◆ Text shown ◆
>> Start

Now we know that if Jamie ever travels through time to a period after the telephone was invented, he’d make a killing on phone sex chat lines. It takes a brave show to turn nearly six minutes of an episode (that’s over tenth of the running time!) over to somebody giving a verbal blow-by-blow account of how they intend to give someone else the mother of all rogering, but amazingly, Outlander does just that and manages to turn it into one of the show’s most electrifyingly sensual moments ever. Fan service, sure, but very clever and creative fan service.
Does it really matter what else happens? Well, since this is a season finale you’d hope so, but it’s not the most momentous of season finales.
Ironically for an episode called “The Eye Of The Storm” – referring to the uncanny calm at the centre of a hurricane – the middle section of the episode is a frantic, noisy mess, surrounded on either side by much more elegant storytelling. There’s something about the pacing of the episode that’s reminiscent of True Blood season finales. That show habitually seemed to be in a unholy haste to wrap up the past season’s arc plot, so that it could get on with teasing us about what’ll be happening next season instead.
Here, the Geillis plotline doesn’t so much climax as run out of steam. It’s a shame because the episode starts very promisingly with two great scenes early on: Lord John totally humiliating Captain Leonard in order to get Jamie freed; and Claire’s edgy, awkward meeting with Geillis, which sparks with mutual animosity. Both are totally absorbing character scenes of the type Outlander excels at.
After that, though, it all goes a bit, “And then… and then… and then…”. Things just happen, with little emotional impact: Jamie rescuing Claire; Willoughby declaring his love for Margaret; Archibald’s death; the discovery of the cave; the showdown between Claire and Geillis; the decapitation. It’s like a conveyor belt of incident; efficient and watchable but not massively exciting. Even the cross-cutting between the voodoo ceremony and Jamie and Claire realising what’s Geillis is up to – which surely on page was designed to be a heady, intense, pivotal moment – falls flat, while fight in the cave lacks any tension or visual impact. It doesn’t help that the mystical pool looks like a spa.

>> End

◆ To-do list ◆
1) Reproduce the Outlander review word for word, beginning at the words "Now we know" and stopping after "of season finales.".
2) Write the next passage of the Outlander review, picking up right after its final sentence.
The records are not needed for this work.

◆ Supplied records ◆
>> Start

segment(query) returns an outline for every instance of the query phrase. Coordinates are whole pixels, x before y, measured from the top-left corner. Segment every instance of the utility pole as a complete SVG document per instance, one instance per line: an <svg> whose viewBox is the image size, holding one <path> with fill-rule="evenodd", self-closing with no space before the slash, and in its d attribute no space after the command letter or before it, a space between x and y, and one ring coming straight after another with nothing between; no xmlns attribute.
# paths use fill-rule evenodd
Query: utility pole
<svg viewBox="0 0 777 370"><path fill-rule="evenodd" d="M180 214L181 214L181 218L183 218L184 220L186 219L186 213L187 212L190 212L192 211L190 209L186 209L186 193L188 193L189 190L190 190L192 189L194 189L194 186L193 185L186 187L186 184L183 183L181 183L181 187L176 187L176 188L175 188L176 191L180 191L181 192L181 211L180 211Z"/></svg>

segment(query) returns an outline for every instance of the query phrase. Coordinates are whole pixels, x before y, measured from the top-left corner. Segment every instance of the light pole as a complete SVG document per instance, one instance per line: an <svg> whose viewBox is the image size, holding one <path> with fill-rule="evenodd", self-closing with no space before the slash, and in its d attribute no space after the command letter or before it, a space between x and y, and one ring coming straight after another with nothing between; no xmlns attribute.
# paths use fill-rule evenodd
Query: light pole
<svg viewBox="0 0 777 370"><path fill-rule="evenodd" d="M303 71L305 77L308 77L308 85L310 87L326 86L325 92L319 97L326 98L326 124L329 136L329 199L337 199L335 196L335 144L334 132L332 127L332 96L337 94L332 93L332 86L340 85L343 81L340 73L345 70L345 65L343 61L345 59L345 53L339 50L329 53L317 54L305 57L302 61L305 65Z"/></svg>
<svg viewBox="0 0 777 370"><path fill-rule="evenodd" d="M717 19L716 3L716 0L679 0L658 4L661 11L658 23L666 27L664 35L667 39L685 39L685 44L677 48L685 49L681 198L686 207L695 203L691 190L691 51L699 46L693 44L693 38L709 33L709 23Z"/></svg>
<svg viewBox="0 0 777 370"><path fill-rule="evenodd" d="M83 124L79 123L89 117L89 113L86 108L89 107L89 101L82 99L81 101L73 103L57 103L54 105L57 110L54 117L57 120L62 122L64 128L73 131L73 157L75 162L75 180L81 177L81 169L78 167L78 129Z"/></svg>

>> End

◆ Answers for this exercise ◆
1)
Now we know that if Jamie ever travels through time to a period after the telephone was invented, he’d make a killing on phone sex chat lines. It takes a brave show to turn nearly six minutes of an episode (that’s over tenth of the running time!) over to somebody giving a verbal blow-by-blow account of how they intend to give someone else the mother of all rogering, but amazingly, Outlander does just that and manages to turn it into one of the show’s most electrifyingly sensual moments ever. Fan service, sure, but very clever and creative fan service.
Does it really matter what else happens? Well, since this is a season finale you’d hope so, but it’s not the most momentous of season finales.

2)
Don’t get us wrong. There’s nothing particularly poor about any of this. It’s just that as the climax to a plot that’s been bubbling away for three seasons, it’s a little bland. Rushed even. Only the moment when Claire has flashbacks to the whirling dancers at Stones at Craigh na Dun during the similarly swirling voodoo ceremony does the episode touch on the kind of stirring mythic quality you’d expect. On the other hand, when Margaret channels Brianna going on about a monster coming to get her, you’d expect that to be a real spine-chilling moment, but instead it’s a little hokey.
Luckily, once that’s out of the way – surprisingly early in the episode – things improve massively, and not just thanks to Jamie’s sex talk. The storm scenes are hugely impressive also, and moment when we realise that Jamie and Claire have survived because they’re at the eye of a titanic storm has exactly the mythic feel that’s missing elsewhere.
Of course, if you’ve read further, you’ll know the Jamie and Claure are in a metaphorical eye of the storm too. Arriving in America doesn’t mean that the fall-out from time-travelly events aren’t going to continue to swirl around them.
- Who’d have guessed that a sex scene that was 95% running commentary and about 5% sex could be so electric? Five-and-a-half minutes of a shirtless Jamie describing what he’s going to do turns out to be far more erotic than the actual 30 seconds of so of actual bonking. Wonderful scene.
- Jamie: “I’ve considered in great detail what I want to do to you should I have you naked and willing and no one hearing. With enough room to serve you… suitably.”
Claire: “Well, I’m willing. And there’s certainly enough room. And as for being naked, well…”
- While the final fight between Claire and Geillis is a disappointment, their earlier verbal sparring in Rose Hall is utterly engrossing.
- Lord John totally outmanoeuvring
CaptainLieutenant Leonard is huge fun to watch too. It’s like watching someone play chess with an opponent who only knows the rules to checkers: “You don’t have the warrant? Then what do you have, Lieutenant Leonard? Forgive me, Captain Leonard. You must excuse my unfamiliarity with the somewhat liberal practices of the naval service insofar as conferring rank is concerned. I’m afraid the army takes a somewhat more traditional stance in these matters, preferring to grant a title of command only when it has been earned.”
- The storm scenes are very impressive, especially the visual FX.
- Checking on IMDB, it appears that not only is this episode the first time Matthew B Roberts has directed for Outlander, but his first official outing as a director ever. He doesn’t do a bad job, just a workmanlike one. It seems odd to trust a season finale to a a newbie, even if he has worked on the show as a producer and writer since year one.
- Not just a problem with Outlander but with many TV shows and films that head under the waves – we’re pretty sure that visibility underwater in the middle of the Atlantic during a storm would be a darn sight murkier than the beautifully-lit water ballet we get here.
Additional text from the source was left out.